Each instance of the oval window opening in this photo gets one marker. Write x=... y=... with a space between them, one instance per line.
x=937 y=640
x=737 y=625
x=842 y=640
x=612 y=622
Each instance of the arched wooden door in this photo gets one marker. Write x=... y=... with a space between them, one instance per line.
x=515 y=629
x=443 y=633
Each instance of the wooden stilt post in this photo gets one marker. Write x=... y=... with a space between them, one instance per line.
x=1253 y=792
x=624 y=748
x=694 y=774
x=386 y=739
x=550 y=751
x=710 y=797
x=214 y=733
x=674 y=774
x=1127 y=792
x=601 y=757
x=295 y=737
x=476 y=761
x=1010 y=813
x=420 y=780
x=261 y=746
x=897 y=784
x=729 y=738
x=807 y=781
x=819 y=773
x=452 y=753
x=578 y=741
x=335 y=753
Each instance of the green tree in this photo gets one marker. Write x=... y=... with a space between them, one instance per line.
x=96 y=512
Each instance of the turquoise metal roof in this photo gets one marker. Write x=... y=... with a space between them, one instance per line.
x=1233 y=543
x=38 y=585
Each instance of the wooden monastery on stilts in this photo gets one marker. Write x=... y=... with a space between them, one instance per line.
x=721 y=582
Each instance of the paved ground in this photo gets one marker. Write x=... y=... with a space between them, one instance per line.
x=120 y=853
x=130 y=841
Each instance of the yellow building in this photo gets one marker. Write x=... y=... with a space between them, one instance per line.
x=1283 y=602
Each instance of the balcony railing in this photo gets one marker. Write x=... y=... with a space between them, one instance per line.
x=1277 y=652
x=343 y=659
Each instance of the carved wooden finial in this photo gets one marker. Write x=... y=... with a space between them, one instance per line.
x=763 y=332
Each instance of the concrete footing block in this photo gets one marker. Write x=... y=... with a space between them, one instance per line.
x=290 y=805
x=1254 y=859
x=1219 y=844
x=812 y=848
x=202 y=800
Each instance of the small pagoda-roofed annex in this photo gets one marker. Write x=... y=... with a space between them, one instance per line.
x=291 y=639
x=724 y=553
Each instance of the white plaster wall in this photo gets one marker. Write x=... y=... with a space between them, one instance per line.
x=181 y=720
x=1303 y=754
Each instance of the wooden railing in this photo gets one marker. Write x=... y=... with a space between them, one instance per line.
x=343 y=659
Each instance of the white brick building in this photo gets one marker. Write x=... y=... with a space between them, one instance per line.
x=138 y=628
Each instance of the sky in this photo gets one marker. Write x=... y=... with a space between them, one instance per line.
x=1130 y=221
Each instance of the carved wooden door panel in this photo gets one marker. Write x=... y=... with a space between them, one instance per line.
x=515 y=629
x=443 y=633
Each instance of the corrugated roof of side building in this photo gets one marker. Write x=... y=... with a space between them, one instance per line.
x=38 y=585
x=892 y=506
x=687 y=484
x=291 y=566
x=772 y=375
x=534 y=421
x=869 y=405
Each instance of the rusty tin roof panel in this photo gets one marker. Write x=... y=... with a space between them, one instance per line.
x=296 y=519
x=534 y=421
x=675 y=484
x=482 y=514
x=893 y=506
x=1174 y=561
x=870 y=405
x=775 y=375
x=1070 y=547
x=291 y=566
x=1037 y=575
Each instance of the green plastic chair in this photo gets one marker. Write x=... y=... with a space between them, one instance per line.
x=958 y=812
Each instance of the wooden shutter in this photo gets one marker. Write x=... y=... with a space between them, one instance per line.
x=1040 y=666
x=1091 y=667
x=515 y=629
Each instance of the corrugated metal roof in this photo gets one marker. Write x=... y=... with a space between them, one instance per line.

---

● **What you will do**:
The lines beginning with the one that holds "Each instance of the small" and ending with the last line of the data above are to be reproduced exactly, and nothing else.

● **Completed task**:
Each instance of the small pagoda-roofed annex in this photo gets one marker. Write x=... y=... with a space between them, one instance per line.
x=291 y=639
x=724 y=553
Each instance of the white plaster wall in this photo gets one marker. Write x=... y=... with a space between them, one instance per line.
x=181 y=720
x=1303 y=754
Each instance of the wooden railing in this photo gets one marker. Write x=... y=... with a space between them, one instance per line.
x=343 y=659
Each instance of the white brick building in this photo gets one marker. Write x=... y=... with a space between them, one instance per line.
x=138 y=628
Each instance of the sky in this photo gets one marker. Write x=... y=... with a space between them, one instance per line.
x=1130 y=221
Each instance of the carved wooden door panel in this photo gets one marker. Write x=... y=... with a space between them, one instance per line.
x=515 y=629
x=443 y=633
Each instance of the corrugated roof of side building in this photo gets one marker. Write x=... y=... with a space between them, one instance per line.
x=38 y=585
x=892 y=506
x=687 y=484
x=291 y=566
x=772 y=375
x=534 y=421
x=869 y=405
Each instance of the rusty tin roof panel in this photo gets one marker. Write x=... y=... with a space between them, one instance per line.
x=296 y=519
x=534 y=421
x=675 y=484
x=482 y=514
x=893 y=506
x=1174 y=561
x=870 y=405
x=775 y=375
x=1070 y=547
x=291 y=566
x=1037 y=575
Each instance of the green plastic chair in this photo gets one marker. Write x=... y=... with a space between them, one instance per line.
x=958 y=812
Each instance of the wooden shutter in this photo gets one marker. Write x=... y=... with a space between them, one instance per line.
x=1040 y=666
x=1091 y=667
x=515 y=629
Each instance of the corrugated metal roof in this photo gets one marker. Write x=... y=... with a space between them, one instance per line.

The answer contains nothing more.